Short exercise:
Find each line in the data below that contains the word "jersey", and copy those lines out in full.

....

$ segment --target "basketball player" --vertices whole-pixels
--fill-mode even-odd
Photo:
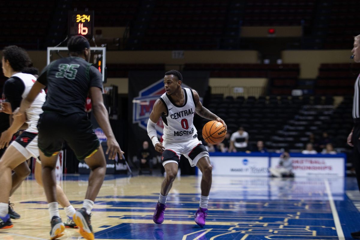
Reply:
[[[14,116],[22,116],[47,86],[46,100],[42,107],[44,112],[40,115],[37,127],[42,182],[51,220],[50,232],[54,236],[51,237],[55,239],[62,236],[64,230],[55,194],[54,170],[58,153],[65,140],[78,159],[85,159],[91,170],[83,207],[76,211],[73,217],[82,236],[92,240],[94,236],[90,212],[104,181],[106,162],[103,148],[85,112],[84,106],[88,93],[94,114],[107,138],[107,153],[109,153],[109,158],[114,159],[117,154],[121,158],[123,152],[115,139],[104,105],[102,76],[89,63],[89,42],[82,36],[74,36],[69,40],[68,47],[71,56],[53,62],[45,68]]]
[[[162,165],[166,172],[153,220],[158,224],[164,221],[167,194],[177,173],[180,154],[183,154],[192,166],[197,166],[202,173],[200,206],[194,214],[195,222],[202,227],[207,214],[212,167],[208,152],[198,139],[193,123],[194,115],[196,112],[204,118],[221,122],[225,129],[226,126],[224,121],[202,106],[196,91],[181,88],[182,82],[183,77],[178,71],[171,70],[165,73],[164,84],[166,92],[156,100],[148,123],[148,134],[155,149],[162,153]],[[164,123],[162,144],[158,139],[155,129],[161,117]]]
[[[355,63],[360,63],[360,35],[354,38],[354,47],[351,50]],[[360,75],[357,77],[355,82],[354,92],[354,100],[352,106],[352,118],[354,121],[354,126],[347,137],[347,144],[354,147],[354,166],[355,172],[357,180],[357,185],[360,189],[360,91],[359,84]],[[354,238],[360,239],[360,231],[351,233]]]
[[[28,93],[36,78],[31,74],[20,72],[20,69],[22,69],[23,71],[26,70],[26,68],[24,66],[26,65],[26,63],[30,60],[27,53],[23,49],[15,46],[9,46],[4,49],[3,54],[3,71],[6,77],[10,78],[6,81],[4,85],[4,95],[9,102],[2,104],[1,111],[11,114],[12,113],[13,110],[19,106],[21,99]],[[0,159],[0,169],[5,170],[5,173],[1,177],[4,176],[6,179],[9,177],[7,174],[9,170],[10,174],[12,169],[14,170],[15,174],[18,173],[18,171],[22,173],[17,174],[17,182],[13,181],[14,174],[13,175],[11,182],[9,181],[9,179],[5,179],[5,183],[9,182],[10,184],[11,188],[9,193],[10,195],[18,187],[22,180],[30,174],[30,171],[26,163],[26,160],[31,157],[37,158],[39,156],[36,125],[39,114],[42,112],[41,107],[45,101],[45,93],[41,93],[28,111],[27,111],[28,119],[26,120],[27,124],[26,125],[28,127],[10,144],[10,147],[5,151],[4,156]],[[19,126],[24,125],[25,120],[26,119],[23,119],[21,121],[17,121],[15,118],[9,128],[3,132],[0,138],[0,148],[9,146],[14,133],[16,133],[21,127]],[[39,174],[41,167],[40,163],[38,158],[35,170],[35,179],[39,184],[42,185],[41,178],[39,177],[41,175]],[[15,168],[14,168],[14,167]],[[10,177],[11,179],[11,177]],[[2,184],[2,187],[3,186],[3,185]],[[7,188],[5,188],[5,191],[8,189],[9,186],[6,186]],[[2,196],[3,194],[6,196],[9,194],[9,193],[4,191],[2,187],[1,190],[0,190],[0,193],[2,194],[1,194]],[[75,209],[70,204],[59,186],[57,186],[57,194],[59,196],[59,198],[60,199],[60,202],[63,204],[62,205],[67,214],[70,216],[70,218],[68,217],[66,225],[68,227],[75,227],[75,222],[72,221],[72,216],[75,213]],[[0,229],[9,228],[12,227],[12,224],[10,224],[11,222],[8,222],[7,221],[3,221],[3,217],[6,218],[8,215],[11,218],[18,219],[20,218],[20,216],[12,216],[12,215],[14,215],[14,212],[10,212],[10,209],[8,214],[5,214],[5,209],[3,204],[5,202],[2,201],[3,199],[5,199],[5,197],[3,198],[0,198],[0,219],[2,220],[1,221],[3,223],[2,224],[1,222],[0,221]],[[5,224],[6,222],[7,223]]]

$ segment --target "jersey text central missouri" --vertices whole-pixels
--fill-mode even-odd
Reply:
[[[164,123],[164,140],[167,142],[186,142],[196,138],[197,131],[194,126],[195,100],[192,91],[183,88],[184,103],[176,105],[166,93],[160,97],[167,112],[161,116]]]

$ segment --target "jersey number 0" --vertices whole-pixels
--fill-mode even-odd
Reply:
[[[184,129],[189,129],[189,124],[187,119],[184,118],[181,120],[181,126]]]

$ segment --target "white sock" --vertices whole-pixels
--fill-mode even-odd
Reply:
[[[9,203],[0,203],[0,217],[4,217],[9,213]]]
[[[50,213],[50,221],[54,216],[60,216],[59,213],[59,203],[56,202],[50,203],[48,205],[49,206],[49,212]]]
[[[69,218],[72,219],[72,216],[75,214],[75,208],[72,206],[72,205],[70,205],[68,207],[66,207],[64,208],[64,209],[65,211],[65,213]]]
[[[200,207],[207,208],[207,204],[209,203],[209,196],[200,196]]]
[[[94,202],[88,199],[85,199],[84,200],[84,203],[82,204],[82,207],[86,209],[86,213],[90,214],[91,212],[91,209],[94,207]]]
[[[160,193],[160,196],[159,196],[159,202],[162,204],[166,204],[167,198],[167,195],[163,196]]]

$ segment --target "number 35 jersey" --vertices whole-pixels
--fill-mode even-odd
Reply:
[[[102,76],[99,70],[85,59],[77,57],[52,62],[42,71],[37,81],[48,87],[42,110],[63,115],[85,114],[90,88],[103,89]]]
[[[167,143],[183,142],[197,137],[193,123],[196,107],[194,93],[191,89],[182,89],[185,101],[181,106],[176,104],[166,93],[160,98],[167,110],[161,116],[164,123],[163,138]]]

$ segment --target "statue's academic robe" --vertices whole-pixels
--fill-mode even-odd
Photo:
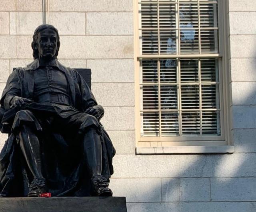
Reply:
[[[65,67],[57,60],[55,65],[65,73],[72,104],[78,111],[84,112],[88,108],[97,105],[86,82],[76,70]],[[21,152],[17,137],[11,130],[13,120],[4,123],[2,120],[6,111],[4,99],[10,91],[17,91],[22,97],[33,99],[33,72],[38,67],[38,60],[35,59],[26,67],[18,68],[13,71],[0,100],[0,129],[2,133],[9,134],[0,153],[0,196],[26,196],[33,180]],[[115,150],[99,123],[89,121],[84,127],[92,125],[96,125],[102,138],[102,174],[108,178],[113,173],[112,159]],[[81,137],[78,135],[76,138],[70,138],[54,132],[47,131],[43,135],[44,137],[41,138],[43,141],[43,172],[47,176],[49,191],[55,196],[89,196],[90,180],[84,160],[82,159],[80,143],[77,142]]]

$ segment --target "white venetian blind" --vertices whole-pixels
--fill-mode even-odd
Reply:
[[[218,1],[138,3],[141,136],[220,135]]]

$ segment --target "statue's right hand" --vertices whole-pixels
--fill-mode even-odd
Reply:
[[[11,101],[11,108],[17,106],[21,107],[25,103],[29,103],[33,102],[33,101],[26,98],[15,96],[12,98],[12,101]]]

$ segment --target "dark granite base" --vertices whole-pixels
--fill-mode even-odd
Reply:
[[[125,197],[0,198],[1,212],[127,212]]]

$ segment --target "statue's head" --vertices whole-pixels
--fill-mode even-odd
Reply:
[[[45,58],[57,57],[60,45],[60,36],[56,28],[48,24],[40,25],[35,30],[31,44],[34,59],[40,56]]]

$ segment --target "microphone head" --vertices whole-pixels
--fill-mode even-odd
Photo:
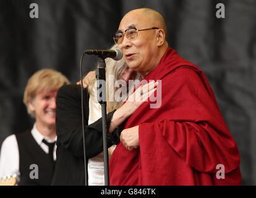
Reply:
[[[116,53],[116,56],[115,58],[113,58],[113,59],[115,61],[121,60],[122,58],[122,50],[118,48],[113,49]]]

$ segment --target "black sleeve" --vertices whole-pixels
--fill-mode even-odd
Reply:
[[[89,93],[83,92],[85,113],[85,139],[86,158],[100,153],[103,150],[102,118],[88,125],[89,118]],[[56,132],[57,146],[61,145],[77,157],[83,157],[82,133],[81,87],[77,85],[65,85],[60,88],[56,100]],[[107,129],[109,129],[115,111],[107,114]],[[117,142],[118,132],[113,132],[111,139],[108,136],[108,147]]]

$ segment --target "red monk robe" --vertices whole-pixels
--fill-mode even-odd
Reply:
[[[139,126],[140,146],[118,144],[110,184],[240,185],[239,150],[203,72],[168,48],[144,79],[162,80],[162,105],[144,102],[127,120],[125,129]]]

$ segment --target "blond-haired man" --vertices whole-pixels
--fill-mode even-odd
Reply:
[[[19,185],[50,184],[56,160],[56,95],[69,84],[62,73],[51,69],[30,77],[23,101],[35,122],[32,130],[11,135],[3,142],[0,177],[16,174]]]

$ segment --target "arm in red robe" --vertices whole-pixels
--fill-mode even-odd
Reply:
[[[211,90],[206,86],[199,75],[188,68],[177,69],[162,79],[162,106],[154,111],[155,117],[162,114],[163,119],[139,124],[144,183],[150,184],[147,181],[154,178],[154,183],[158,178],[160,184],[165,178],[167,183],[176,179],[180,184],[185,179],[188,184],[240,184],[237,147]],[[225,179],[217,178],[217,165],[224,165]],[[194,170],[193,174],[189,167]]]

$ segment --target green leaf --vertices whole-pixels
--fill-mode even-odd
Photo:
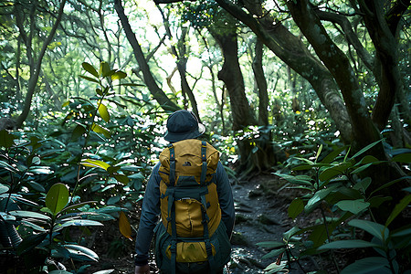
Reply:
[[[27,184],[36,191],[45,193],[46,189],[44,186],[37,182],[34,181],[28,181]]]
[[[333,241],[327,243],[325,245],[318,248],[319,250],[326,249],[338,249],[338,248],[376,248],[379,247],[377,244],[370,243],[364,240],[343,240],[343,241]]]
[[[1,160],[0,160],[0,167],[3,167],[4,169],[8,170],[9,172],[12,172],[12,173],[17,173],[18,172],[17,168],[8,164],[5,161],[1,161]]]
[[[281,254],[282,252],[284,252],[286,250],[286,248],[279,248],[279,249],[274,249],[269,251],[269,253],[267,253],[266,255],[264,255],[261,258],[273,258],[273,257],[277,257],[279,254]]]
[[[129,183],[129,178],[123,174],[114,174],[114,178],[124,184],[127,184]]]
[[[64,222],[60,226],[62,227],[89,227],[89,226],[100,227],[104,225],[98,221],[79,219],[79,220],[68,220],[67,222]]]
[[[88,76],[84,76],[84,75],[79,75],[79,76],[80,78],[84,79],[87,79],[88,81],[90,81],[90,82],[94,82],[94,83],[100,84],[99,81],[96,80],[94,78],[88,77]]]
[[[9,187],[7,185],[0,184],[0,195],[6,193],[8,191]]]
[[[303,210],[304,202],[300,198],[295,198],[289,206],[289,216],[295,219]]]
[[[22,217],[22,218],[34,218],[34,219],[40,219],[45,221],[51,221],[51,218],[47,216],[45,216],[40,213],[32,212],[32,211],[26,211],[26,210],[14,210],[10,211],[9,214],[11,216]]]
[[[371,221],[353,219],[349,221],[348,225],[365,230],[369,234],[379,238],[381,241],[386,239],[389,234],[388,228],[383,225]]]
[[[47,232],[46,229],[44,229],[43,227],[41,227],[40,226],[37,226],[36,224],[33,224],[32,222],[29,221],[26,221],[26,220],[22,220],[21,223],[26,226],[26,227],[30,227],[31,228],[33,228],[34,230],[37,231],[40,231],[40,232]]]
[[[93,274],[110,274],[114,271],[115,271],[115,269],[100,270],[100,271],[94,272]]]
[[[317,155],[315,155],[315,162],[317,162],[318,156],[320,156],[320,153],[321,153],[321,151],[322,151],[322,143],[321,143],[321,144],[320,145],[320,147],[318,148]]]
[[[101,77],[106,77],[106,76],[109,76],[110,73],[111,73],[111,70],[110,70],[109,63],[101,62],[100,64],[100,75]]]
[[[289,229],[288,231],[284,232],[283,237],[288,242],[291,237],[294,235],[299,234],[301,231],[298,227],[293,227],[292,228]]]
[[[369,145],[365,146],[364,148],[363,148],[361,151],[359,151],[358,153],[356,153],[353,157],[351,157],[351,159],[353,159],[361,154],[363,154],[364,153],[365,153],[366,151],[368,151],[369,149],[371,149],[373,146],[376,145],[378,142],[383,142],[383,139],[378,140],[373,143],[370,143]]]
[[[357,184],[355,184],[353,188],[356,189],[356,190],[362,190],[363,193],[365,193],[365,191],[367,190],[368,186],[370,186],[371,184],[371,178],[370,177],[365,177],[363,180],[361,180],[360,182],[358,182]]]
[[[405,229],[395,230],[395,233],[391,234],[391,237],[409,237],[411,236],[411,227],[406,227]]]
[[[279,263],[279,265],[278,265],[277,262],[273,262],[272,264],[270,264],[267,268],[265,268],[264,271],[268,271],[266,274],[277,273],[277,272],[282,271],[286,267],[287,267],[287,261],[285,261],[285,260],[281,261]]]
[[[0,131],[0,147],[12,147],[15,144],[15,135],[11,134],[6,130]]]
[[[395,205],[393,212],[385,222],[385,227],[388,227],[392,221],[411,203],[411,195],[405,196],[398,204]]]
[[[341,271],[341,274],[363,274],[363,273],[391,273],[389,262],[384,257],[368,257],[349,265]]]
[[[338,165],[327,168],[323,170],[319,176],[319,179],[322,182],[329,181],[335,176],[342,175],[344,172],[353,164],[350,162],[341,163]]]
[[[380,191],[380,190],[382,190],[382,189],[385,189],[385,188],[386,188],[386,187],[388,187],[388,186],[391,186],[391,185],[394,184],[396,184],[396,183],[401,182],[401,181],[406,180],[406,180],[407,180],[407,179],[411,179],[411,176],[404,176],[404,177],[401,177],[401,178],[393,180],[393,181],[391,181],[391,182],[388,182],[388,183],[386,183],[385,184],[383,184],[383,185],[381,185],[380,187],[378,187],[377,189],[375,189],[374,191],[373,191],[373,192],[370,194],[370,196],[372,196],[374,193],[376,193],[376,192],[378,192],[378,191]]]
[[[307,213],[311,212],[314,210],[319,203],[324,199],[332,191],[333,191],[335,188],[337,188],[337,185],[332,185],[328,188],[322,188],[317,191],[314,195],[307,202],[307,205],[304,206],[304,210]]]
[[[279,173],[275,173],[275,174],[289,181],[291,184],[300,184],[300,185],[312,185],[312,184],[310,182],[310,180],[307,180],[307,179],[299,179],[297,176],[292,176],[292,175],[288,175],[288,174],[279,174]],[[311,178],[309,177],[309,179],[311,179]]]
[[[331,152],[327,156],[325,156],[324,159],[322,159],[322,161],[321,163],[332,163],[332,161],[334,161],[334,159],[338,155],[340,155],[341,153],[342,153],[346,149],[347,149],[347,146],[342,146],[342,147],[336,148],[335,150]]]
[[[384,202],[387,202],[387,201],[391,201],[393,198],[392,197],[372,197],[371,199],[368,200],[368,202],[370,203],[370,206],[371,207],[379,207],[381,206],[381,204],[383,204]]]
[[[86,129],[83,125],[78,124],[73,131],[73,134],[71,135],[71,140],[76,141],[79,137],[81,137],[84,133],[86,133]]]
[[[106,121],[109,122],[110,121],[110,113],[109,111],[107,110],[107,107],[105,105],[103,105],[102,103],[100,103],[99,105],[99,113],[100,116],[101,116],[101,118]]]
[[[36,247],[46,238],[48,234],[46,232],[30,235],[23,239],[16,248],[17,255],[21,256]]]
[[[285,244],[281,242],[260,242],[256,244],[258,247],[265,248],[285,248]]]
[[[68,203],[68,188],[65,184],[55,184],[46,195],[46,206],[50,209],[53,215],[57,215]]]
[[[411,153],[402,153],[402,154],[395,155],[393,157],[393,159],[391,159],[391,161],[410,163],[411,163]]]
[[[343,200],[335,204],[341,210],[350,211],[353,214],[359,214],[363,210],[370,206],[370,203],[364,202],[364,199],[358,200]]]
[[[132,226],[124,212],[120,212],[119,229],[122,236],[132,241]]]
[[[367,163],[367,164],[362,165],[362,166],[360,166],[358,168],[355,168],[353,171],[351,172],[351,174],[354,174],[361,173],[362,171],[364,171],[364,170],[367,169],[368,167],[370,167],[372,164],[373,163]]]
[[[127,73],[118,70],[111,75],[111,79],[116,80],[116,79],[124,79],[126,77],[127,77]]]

....

Answer to the problem:
$ segment --target "jersey text central missouri" --vertices whole-pixels
$ segment --target "jersey number 0" --vertices whole-pixels
$ segment --target "number 35 jersey" --vertices whole-pixels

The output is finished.